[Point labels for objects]

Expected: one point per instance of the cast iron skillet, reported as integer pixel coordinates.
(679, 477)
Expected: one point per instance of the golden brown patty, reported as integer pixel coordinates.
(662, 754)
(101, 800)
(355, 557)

TASK INSTRUCTIONS:
Arrange the data above as a Markdown table with two columns, "Row" and "Line": number each line in the first column and put its text in the second. Skip any blank lines.

COMPLETED EXERCISE:
| Row | Line |
|---|---|
| 1 | Expected: one point per instance of the cast iron skillet, reported as integer pixel coordinates. |
| 2 | (679, 477) |
| 3 | Expected: one point per instance of the golden brown patty, reported as integer pixel coordinates. |
| 4 | (662, 754) |
| 5 | (101, 800) |
| 6 | (355, 557) |